* CONSIGNE ÉCRITE
Poursuivez l'entretien sur le festival Petites Formes (d)cousues en reprenant juste après sa dernière phrase.

* EXTRAIT
------------------------------
Avec sa deuxième édition, le titre du festival passe des « Petites Formes cousues » au « Petites Formes (d)cousues ». Ce (d) est-il significatif d’une nouvelle orientation ?
Marina Tullio. Le terme « décousu » nous semblait davantage approprié à la programmation de cette année, plus décloisonnée que la précédente. Il y aura deux expositions de photos, des concerts, des propositions chorégraphiques qui intègrent la vidéo, la musique, le public… Même si on reste dans quelque chose de gestuel, il ne sera pas uniquement question de danse contemporaine.
Pourquoi des « petites formes » ?
Marina Tullio. Les « petites formes » font tout simplement référence à des formats courts : les pièces programmées pendant le festival ne durent pas plus de trente minutes. L’idée est de présenter les projets des résidents du Point Ephémère, qui ne sont pas forcément aboutis ou sous leur forme définitive. Les chorégraphes ont donc le choix de proposer un spectacle de moins de trente minutes ou un extrait d’une pièce plus longue.
Vous remplacez Eléonore Didier à la direction du festival, et Cécile Saint-Paul à la programmation danse du Point Ephémère. L’une est chorégraphe, l’autre metteur-en-scène… tandis que vous avez essentiellement un parcours de chargé de production et de diffusion. Vous êtes également, depuis huit ans, la directrice du festival parisien Les Plans d’avril. Qu’est-ce que vous souhaitez transmettre au lieu et au festival de votre identité, de votre univers ?
------------------------------
* DONNÉES RECUEILLIES
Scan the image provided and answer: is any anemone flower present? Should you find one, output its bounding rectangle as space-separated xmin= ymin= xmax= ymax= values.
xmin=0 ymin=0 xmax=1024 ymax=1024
------------------------------
* RÉSULTAT DE L'EXERCICE
Marina Tullio. Cela fait plus de six ans que le Point Ephémère accueille une partie des spectacles du festival Les Plans d’Avril. Ils connaissent très bien mon univers, qui oscille entre la danse et le théâtre, et ils ont souhaité que je prenne le relai de Cécile Saint-Paul pour la sélection et l’accompagnement des résidents sur l’année, mais aussi à la direction artistique du festival. Je pense qu’ils avaient envie que je porte un regard nouveau sur la programmation, et que je transpose au Point Ephémère ce que j’avais encouragé dans le cadre des Plans d’avril, à savoir une certaine disciplinarité, une danse liée à la vidéo, au théâtre, des concerts très gestualisés… Cela fait longtemps que je fais ce métier, j’ai commencé en tant que chargée de production au Théâtre populaire de Lorraine. J’ai donc la chance de bien connaître les compagnies, les petites comme les plus grandes, et je me situe de tous les côtés de la production : aussi bien en amont que pendant et après !
Le festival a pour objectif premier de rendre visible le travail des résidents du Point Ephémère. Quels sont, en quelques mots, les projets présentés cette année ?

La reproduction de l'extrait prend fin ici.